▶ Testo da analizzare:
============

Riguardo agli impegni finanziari a carico del bilancio dello Stato, Bankitalia precisa che l’impatto sull’indebitamento netto delle misure contenute nel decreto in esame è nullo nell’immediato. Da un lato, come detto, il provvedimento prevede che i versamenti fiscali sospesi vengano effettuati comunque entro l’anno. Dall’altro, le garanzie complessivamente rilasciate sono considerate non standardizzate e pertanto da contabilizzare, sia nell’indebitamento netto sia nel debito pubblico, solo in caso di effettiva escussione, e comunque soltanto eventualmente suddivise nei prossimi sei anni.

Oltre il brevissimo termine – prosegue Bankitalia – i conti pubblici relativi a quest’anno potrebbero risentire dell’eventuale illiquidità dei contribuenti al momento di compensare quanto non versato in precedenza. Inoltre, per privilegiare la rapidità di erogazione dei finanziamenti, il governo dovrebbe valutare il trasferimento diretto di fondi alle imprese, volti a coprire, le perdite e le spese operative, oltre a individuare concreti incentivi fiscali miranti ad agevolarne la ricapitalizzazione.

È necessario, però, che la norma vieti espressamente qualunque valutazione del merito creditizio in capo agli istituti finanziatori (attualmente, detta valutazione non è prevista, ma nemmeno vietata). Le procedure dovrebbero essere assolte con la sola verifica formale della sussistenza dei requisiti previsti dal decreto, disapplicando temporaneamente le norme penali rilevanti; cosa che al momento frena l’operatività delle banche e – appunto – allunga enormemente i tempi di erogazione. In caso contrario, risulta inutile aver sospeso le procedure di valutazione del merito di credito dei debitori da parte del Medio Credito Centrale.

In tale ottica, la scelta adottata dal legislatore non appare condivisibile, incidendo negativamente sulla capacità di utilizzare le garanzie in modo efficiente: in alcuni casi, infatti, il credito potrebbe affluire a imprese comunque destinate a non superare la crisi. Il sistema bancario è in effetti preoccupato che le imprese non rientrino dalle esposizioni. Questa annotazione riguarda soprattutto i prestiti fino a 25 mila euro, garantiti al 100%.

============

▶ Dati forniti:
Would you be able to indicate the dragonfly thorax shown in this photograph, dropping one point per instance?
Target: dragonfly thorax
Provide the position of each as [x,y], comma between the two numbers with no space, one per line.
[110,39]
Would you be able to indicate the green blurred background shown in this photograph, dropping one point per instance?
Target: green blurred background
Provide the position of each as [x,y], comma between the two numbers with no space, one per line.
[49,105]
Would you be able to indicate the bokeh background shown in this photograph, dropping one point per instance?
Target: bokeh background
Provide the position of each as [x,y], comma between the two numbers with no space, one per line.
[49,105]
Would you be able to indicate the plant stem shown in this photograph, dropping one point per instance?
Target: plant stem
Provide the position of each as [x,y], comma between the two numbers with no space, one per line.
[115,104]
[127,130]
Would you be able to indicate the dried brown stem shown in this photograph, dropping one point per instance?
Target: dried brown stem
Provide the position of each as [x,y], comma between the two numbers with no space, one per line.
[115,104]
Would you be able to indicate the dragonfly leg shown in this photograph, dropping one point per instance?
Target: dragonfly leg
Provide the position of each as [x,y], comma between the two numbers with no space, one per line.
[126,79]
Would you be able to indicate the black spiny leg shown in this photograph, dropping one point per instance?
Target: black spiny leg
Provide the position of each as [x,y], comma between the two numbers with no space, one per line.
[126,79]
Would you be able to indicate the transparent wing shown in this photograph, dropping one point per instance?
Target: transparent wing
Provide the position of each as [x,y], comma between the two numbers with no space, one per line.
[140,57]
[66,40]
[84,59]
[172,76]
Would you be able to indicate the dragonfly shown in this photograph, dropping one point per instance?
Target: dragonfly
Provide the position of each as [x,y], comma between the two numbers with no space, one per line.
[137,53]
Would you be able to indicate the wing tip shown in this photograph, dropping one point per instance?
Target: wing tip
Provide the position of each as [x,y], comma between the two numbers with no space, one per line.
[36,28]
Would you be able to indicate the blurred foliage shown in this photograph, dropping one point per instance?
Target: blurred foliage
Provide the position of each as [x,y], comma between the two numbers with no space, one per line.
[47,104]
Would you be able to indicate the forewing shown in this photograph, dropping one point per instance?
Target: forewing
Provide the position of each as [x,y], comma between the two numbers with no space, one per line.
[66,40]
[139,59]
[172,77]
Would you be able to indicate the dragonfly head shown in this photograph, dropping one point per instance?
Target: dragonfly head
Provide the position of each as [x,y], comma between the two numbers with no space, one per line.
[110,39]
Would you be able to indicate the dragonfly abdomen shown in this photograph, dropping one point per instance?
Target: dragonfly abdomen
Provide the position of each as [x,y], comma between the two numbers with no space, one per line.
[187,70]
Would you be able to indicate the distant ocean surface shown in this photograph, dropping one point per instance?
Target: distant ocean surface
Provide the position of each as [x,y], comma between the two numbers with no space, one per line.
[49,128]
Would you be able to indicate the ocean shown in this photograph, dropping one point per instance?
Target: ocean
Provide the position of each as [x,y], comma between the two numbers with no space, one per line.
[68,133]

============

▶ Consegna: Puoi trascrivere parola per parola il passo del testo su Bankitalia che comincia con "Riguardo agli impegni" e finisce con "prossimi sei anni."?

▶ Risultato:
Riguardo agli impegni finanziari a carico del bilancio dello Stato, Bankitalia precisa che l’impatto sull’indebitamento netto delle misure contenute nel decreto in esame è nullo nell’immediato. Da un lato, come detto, il provvedimento prevede che i versamenti fiscali sospesi vengano effettuati comunque entro l’anno. Dall’altro, le garanzie complessivamente rilasciate sono considerate non standardizzate e pertanto da contabilizzare, sia nell’indebitamento netto sia nel debito pubblico, solo in caso di effettiva escussione, e comunque soltanto eventualmente suddivise nei prossimi sei anni.